SET OF TASKS:
1. Reproduce the article on wages and inflation word for word, from "Employers have raised" to "for many Americans.".
2. In the article on wages and inflation, how much did real hourly wages fall in the 12 months through January 2022?
3. Carry the article on wages and inflation forward, starting after its last sentence.

People shop at a Los Angeles retail outlet on Jan. 28, 2022.
FREDERIC J. BROWN | AFP | Getty Images
High inflation overshadowed a big increase in wages over the past year, amounting to a nearly 2% smaller paycheck for the average worker, according to federal data published Thursday.
Employers have raised wages at about the fastest rate in 15 years, as they compete for talent amid record job openings and quit levels. But consumer prices for goods and services are rising at their fastest annual pace in four decades, eroding those gains for many Americans.
As a result, “real” hourly wages (earnings minus inflation) fell by 1.7%, to $11.22 from $11.41, in the 12 months through January 2022, the U.S. Department of Labor said Thursday.
Net weekly earnings fell more over the same period — by 3.1%, to $387.06 from $399.52 — after accounting for a shorter workweek, likely due to pandemic-related impacts on worker schedules.
“The price pressures on households just don’t end,” according to Greg McBride, the chief financial analyst at Bankrate.
However, substantial pay boosts in some industries, like leisure and hospitality, means some workers still came out ahead.
And data suggests the trend may be reversing — the average worker saw their pay outpace inflation by 0.1% from December to January. It was the second consecutive monthly improvement in “real” earnings.

DATA SEGMENT:
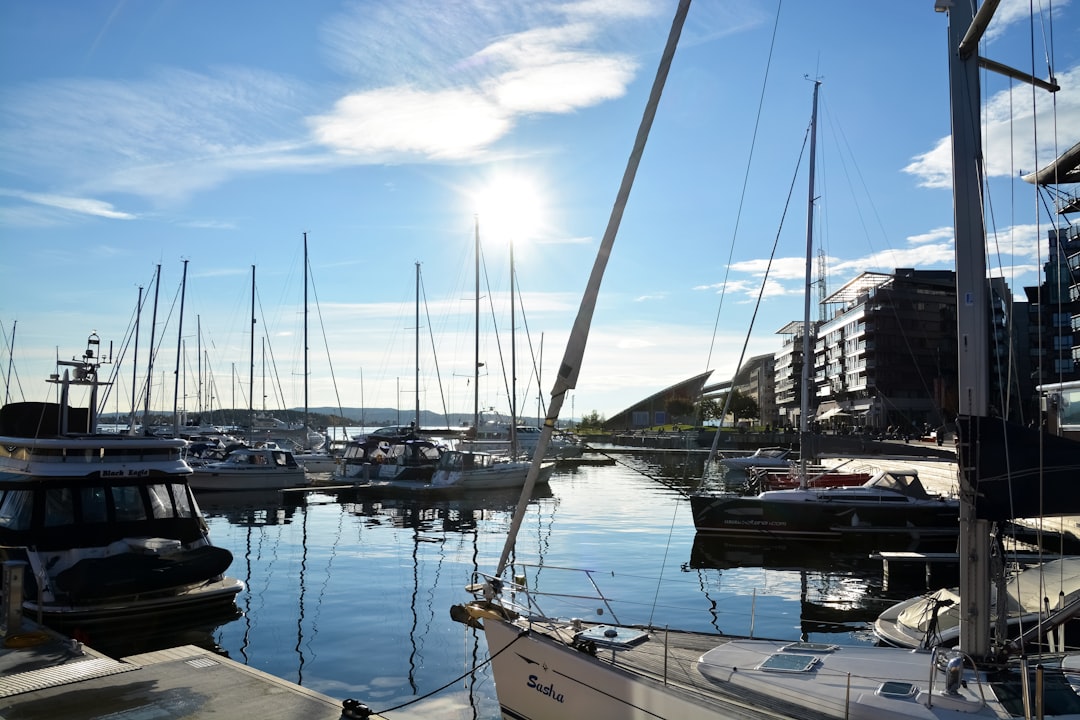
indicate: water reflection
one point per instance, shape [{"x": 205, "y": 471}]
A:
[{"x": 841, "y": 585}]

YOUR WRITTEN ANSWERS:
1.
Employers have raised wages at about the fastest rate in 15 years, as they compete for talent amid record job openings and quit levels. But consumer prices for goods and services are rising at their fastest annual pace in four decades, eroding those gains for many Americans.

2. 1.7%, to $11.22 from $11.41.

3.
“You’re seeing it beat inflation, just barely,” said Elise Gould, a senior economist at the Economic Policy Institute, a left-leaning think tank.
If that monthly trend holds, workers would start to see an increase in their purchasing power, Gould said.
However, the direction of inflation and wages in coming months is difficult to predict.
The Federal Reserve is expected to start raising interest rates in March to bring inflation to heel — though it’s unclear how aggressively Fed officials will do so. And many economists believe inflation will moderate in 2022 if supply-chain issues improve and elevated consumer demand for physical goods decreases, for example.
It’s also unlikely the current pace of wage growth will continue if the pandemic recedes and workers are drawn back into the labor pool, Gould said. That would increase the supply of workers, making it easier to hire.
Inflation and wage growth
The Consumer Price Index, a key inflation measure, jumped 7.5% in January from a year earlier, the fastest rate since February 1982, the Labor Department reported Thursday.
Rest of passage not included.